(Required work) Each line below from the one containing "Points | one per instance of the white cloud, each" through the one containing "Target | group of people" should be output exactly as it stands, and no other line should appear.
↓↓↓
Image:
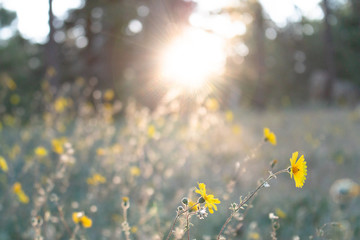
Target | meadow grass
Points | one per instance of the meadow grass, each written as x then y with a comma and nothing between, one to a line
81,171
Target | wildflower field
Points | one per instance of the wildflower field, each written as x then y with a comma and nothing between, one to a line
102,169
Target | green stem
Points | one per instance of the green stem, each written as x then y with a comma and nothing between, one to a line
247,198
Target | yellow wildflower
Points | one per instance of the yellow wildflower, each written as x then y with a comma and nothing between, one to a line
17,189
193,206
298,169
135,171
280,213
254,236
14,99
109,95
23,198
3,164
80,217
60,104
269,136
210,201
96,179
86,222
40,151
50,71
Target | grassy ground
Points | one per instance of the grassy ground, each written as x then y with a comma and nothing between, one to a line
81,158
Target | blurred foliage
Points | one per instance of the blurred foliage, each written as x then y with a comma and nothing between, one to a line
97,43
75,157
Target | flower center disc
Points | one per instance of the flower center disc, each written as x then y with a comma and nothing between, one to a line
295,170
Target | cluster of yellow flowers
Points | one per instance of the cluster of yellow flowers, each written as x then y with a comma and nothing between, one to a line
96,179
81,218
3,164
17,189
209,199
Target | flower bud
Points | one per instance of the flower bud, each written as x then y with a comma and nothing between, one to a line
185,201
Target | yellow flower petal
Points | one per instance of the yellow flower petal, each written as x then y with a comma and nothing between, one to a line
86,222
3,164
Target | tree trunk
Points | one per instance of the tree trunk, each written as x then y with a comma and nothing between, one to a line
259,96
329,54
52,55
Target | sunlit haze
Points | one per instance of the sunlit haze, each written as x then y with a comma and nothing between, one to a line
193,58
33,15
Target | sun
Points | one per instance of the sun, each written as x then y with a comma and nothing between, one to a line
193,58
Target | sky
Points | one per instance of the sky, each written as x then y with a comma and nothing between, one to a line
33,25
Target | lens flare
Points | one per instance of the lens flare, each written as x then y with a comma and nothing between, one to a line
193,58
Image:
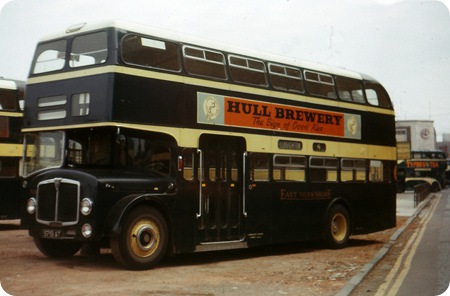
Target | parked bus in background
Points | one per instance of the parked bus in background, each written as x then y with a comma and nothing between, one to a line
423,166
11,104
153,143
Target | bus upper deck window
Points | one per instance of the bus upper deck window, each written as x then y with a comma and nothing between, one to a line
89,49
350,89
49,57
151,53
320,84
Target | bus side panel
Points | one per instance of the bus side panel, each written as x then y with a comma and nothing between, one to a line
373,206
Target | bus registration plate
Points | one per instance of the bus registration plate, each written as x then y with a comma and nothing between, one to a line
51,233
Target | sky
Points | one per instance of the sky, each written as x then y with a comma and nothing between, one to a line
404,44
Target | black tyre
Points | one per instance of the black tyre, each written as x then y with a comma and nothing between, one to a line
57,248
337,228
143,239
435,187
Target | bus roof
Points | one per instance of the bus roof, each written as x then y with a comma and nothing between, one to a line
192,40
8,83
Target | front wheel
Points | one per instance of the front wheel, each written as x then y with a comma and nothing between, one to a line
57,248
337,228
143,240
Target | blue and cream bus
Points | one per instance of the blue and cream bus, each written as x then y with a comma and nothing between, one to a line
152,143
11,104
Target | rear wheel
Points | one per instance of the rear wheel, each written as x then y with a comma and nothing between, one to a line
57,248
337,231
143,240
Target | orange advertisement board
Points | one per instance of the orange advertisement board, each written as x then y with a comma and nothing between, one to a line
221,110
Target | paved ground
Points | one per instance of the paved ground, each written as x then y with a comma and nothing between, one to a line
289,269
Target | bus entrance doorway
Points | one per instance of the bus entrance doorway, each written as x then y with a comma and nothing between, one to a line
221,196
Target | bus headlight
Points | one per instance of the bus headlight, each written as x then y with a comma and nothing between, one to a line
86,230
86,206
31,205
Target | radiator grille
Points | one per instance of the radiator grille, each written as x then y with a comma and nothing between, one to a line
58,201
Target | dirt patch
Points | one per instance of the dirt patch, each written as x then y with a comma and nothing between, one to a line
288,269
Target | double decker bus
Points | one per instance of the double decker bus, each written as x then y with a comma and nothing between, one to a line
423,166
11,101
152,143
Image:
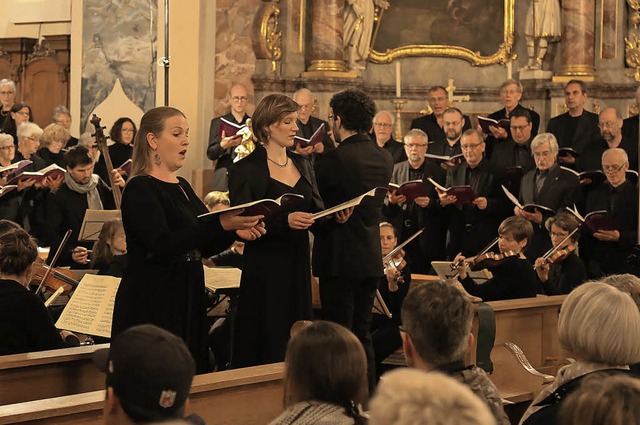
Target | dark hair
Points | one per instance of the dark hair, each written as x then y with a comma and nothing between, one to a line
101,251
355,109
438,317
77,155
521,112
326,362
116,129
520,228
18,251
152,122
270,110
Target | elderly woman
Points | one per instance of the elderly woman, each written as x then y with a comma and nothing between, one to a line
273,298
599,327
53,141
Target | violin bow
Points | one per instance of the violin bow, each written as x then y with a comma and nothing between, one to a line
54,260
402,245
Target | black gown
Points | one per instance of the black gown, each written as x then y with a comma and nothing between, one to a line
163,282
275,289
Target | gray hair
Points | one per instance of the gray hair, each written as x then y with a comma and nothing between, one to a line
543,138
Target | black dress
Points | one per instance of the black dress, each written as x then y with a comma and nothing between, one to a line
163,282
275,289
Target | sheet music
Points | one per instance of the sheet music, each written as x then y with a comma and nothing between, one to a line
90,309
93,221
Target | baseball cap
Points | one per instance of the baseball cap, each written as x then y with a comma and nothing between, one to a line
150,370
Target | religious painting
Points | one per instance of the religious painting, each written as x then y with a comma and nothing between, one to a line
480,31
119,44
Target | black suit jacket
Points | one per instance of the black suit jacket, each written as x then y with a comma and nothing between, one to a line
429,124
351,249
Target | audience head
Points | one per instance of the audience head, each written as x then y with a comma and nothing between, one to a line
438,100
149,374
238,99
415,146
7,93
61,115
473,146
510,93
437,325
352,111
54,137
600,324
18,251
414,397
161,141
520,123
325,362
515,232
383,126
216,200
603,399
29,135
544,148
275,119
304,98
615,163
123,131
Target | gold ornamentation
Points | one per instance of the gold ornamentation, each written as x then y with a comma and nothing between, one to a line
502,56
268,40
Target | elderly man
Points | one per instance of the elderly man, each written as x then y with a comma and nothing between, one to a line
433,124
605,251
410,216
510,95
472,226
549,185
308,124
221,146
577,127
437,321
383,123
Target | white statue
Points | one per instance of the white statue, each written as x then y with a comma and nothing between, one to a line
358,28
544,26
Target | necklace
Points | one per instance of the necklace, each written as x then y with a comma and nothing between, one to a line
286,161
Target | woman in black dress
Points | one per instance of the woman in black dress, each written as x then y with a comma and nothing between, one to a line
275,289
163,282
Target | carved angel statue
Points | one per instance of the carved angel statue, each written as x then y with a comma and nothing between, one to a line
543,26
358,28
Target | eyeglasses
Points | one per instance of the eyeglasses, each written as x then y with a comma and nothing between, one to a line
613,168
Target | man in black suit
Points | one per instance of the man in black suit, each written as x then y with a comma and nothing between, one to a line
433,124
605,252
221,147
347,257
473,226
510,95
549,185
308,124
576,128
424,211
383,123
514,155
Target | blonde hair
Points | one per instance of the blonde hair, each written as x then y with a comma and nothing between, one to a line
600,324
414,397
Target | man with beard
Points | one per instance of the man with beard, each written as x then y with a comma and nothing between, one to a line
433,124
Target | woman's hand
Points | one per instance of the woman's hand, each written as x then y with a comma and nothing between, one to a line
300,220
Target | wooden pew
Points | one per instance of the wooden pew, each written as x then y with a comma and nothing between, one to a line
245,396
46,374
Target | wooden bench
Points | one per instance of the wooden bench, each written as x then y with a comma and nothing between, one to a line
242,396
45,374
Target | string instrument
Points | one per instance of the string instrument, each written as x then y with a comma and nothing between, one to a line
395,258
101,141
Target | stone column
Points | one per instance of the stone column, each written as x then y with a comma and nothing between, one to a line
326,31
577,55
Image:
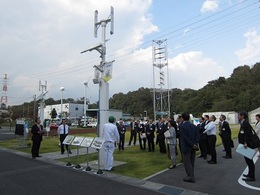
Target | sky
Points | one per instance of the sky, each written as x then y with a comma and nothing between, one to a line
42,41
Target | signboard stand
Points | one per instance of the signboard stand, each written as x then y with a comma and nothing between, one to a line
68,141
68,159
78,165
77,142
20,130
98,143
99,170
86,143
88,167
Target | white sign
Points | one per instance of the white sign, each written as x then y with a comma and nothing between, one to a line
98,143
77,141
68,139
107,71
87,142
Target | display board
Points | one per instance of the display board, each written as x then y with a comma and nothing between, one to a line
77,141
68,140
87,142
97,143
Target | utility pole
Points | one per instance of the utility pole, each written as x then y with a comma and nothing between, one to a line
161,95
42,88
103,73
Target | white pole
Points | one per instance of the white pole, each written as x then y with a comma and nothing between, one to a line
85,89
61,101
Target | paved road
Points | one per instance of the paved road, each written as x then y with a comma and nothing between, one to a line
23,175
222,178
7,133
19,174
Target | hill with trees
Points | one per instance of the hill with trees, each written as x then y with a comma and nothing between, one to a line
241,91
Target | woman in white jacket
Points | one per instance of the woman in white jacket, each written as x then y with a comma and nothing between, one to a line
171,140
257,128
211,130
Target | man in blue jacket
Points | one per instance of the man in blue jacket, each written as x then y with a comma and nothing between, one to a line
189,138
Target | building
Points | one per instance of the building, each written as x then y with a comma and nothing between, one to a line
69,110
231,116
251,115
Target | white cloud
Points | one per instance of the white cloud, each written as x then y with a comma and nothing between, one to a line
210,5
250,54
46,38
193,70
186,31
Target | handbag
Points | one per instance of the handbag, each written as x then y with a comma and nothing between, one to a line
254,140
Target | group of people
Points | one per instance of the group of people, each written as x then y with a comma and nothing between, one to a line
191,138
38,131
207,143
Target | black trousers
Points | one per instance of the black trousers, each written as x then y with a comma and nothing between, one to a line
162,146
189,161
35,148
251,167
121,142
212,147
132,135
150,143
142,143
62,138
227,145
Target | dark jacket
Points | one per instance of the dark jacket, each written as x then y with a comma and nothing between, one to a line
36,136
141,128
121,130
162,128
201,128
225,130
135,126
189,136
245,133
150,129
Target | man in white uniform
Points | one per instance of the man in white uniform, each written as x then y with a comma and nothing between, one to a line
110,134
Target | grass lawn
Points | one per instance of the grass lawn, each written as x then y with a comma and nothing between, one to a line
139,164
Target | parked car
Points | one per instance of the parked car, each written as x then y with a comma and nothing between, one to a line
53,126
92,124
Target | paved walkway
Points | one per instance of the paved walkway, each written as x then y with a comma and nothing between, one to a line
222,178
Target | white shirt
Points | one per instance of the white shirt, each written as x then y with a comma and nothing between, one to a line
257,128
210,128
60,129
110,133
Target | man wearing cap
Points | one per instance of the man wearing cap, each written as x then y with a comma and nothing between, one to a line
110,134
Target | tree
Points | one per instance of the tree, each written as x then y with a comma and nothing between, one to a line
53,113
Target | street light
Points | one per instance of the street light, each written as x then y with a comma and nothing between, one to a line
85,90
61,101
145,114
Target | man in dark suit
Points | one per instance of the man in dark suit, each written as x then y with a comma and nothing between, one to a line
↑↑↑
(The completed task)
Points | one per instance of the white cloud, each written as x then y with a comma and nothing between, one to a line
210,5
250,54
46,38
193,70
186,31
Target | handbag
Points | one per instance of the handbag, each written as x then y with a comma and nothing between, one to a line
254,140
Target | group of people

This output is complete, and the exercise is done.